TASK ITEM - Your reply should reproduce all the data below exactly while excluding the pictures.

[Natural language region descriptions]

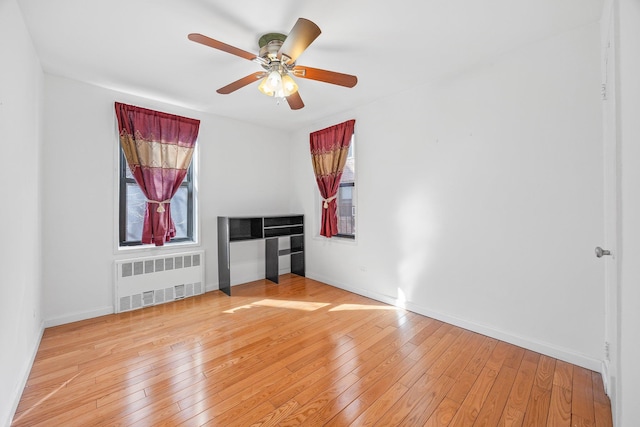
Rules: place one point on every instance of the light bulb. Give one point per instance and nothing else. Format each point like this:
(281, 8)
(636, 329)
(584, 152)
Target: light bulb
(274, 79)
(289, 86)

ANSWER BOX -
Rules: place one point on every instance of the light bulb. Give one point per instance and nothing else. Format each point like this:
(281, 8)
(636, 329)
(584, 152)
Target: light bulb
(274, 79)
(289, 86)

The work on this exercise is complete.